= Reading passage =
And then Newton’s theory takes over and I land hard on Si’s face and he jolts like he’s being defibrillated from the mains, shouting, “argh” and is suddenly up on his feet in a karate stance, arms and eyes ready for a fight.
Si: “Where is he? Where is he?!”
Si: “The scrambag who planted the bomb?”
And from the middle of Afghan plains of trauma, he suddenly awakes behind his open eyes and says, “What the f**k?”
And I say triumphantly pointing at the blood-spattered wall: “Look! I got it!”
Si is unable to return to sleep and I, after many grovelling apologies and attempts to soothe his ragged nerves, pass out cold in 10 minutes flat, snoring hard to add insult to injury.
At breakfast I apologize again to a now very pale Simon and I suggest we sleep and relax by the pool today but he isn’t very good at staying put, particularly now I have triggered some kind of serious stress response.
The Manager bids us buongiorno and dangles some keys above our heads. “As the owner of the hotel (who knew) I would like to give you the keys of my vintage Citroen 2CV for the day. He then says to me in Italian. “Your dancing last night was spectacular, your husband is a lucky man.”
Si: “What did he say?”
Me: “He said you are a very lucky man.”
Si: “After having a mosquito-killing Aperol Spritz lunatic, jump on my face at 1am, yeah, lucky me.”
Me: “And because of my lovely balcony dancing he has given us the keys to his Citroen.”
Si takes off his glasses to reveal a black eye. “What could possibly go wrong?”

Labeled-object pointing records:
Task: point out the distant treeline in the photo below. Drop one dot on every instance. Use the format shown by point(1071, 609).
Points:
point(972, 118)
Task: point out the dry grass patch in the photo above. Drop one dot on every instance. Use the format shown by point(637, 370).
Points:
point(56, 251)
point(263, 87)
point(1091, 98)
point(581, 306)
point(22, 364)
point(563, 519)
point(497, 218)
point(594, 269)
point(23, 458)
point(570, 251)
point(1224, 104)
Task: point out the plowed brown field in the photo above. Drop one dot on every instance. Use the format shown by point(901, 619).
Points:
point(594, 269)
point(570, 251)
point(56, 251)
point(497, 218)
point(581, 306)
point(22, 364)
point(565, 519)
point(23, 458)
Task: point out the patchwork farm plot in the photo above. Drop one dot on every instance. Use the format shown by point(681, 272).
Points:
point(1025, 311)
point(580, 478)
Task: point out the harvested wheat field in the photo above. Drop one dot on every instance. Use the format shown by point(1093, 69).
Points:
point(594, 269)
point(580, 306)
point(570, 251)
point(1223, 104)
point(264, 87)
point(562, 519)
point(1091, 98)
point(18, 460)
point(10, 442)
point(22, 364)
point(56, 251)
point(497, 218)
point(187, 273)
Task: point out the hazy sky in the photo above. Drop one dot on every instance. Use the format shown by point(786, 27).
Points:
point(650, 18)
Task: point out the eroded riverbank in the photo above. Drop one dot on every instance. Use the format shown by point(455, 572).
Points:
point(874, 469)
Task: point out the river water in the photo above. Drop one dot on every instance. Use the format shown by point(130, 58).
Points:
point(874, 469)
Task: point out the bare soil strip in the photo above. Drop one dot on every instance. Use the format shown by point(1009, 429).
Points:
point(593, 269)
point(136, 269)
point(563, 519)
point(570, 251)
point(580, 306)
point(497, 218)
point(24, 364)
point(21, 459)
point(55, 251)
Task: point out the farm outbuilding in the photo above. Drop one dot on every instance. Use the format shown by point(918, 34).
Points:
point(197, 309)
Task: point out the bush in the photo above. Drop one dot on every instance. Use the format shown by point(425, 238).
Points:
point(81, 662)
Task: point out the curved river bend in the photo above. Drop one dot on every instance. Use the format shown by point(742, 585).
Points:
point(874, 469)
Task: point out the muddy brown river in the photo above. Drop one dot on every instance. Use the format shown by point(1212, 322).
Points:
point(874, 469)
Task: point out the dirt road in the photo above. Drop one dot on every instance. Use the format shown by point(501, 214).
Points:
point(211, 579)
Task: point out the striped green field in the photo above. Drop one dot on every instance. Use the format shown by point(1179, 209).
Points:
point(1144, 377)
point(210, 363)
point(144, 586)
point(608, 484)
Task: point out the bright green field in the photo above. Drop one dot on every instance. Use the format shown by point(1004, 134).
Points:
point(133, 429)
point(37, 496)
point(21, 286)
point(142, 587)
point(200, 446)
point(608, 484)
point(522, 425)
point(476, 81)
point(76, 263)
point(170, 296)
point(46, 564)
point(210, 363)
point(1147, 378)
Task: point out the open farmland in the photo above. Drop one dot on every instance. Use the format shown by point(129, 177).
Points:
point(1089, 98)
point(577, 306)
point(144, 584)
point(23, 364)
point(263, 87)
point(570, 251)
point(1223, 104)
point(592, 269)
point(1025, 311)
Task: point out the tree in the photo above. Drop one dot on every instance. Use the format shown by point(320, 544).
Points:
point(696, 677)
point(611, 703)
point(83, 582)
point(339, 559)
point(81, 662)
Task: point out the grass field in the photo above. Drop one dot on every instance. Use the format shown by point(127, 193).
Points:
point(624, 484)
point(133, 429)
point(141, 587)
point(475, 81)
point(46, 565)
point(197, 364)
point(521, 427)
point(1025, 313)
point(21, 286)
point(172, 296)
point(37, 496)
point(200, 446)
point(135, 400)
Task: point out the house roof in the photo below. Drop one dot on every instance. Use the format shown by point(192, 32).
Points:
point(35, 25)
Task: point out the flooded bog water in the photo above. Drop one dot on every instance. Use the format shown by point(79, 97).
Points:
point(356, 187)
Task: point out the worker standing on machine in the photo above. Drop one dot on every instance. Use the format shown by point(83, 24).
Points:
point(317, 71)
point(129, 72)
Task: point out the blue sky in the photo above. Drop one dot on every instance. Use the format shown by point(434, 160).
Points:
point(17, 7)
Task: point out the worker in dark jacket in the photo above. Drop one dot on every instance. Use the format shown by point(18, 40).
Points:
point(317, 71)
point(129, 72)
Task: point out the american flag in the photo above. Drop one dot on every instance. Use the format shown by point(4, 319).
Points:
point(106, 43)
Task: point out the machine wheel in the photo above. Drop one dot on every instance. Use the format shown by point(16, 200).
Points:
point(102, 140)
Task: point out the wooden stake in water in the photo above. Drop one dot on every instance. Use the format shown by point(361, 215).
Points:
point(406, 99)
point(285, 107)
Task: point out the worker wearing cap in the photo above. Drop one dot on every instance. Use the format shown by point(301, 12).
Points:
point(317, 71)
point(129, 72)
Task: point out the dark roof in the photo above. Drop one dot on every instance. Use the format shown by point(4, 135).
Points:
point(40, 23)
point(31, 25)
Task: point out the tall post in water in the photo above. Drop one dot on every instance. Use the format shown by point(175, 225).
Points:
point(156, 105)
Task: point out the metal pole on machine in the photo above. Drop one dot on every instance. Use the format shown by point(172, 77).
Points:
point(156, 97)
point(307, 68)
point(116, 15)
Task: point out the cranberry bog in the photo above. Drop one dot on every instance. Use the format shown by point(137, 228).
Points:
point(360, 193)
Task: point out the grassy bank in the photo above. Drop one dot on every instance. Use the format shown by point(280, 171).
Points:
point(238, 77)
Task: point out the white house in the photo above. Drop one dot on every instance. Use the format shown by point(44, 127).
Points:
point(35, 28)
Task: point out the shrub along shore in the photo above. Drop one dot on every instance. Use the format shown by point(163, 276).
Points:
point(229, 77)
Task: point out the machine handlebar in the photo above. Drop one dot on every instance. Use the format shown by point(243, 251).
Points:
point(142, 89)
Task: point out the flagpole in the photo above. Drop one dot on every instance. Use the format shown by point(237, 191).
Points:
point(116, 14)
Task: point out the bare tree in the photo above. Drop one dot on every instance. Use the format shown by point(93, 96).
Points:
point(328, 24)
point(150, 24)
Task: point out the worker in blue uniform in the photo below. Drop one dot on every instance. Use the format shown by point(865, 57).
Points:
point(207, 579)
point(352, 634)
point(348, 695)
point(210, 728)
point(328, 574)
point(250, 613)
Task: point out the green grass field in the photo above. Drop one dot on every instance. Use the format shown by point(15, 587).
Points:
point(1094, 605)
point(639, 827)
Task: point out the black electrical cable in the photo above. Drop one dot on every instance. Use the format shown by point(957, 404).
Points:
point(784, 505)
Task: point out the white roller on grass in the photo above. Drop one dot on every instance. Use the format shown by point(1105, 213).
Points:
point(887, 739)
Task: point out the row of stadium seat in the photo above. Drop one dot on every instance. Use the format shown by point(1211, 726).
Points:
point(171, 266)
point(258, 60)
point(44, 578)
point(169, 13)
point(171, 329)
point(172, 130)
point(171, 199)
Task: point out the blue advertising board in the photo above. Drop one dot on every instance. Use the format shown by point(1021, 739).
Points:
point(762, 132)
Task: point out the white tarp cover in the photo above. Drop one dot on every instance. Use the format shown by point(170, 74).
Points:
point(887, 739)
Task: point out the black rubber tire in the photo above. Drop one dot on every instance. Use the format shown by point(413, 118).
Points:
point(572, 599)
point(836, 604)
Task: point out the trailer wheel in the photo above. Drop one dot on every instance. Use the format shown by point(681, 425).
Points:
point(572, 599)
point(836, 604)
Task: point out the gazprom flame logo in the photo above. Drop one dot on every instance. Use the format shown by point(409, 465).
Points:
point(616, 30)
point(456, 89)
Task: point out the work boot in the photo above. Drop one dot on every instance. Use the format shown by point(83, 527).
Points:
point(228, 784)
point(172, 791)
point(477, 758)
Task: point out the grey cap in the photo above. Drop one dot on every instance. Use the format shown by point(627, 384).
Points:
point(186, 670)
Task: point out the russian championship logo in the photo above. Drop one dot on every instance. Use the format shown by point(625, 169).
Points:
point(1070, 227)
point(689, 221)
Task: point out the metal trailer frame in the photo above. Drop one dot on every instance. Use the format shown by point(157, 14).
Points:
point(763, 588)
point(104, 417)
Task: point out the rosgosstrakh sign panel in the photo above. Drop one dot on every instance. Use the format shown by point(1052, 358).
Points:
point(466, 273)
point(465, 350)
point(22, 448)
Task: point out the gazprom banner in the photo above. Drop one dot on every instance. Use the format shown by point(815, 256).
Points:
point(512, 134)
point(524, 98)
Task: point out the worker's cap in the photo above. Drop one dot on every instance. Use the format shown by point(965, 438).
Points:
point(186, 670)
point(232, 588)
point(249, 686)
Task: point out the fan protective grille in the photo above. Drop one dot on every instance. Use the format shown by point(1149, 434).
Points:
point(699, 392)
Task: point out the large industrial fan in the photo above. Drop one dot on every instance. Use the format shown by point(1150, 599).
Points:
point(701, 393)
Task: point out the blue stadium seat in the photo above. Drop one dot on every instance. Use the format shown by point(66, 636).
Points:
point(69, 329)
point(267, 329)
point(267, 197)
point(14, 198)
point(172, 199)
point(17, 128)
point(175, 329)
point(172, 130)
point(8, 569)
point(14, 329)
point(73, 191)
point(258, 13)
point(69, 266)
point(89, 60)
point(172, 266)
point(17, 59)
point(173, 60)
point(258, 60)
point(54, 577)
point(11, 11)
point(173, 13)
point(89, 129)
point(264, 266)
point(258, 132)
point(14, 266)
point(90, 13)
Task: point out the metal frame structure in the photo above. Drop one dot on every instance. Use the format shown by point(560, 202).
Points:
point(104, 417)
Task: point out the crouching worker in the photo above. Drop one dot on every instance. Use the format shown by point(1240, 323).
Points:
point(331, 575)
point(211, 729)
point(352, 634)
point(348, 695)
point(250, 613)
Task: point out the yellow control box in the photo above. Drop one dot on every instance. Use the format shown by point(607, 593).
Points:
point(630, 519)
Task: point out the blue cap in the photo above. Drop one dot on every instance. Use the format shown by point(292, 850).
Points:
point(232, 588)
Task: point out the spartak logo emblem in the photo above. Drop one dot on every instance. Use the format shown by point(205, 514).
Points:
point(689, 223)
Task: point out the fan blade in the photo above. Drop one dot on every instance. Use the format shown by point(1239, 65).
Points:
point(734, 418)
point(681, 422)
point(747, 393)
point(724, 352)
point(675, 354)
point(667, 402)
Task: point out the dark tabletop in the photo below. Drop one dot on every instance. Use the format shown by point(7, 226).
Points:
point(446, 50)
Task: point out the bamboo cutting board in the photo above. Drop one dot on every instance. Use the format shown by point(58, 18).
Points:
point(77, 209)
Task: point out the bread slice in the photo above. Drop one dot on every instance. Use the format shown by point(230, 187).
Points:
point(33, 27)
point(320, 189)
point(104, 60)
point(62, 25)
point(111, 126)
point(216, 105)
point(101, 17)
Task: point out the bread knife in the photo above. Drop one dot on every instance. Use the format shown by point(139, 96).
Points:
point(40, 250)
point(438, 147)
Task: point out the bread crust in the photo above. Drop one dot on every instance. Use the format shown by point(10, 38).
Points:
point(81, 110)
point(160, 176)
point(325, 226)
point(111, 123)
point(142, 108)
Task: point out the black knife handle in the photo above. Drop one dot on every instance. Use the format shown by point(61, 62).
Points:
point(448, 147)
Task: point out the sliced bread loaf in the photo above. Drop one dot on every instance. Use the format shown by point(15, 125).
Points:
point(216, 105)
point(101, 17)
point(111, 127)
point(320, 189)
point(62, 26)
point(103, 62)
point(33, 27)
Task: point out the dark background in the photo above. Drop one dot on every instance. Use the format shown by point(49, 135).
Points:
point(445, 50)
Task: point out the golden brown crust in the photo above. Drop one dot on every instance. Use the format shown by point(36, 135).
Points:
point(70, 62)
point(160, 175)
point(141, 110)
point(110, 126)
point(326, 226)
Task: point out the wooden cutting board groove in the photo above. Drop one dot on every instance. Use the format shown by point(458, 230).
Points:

= Exercise description =
In the hotel story, what does the manager offer to lend for the day?

= Exercise response =
The keys to his vintage Citroen 2CV.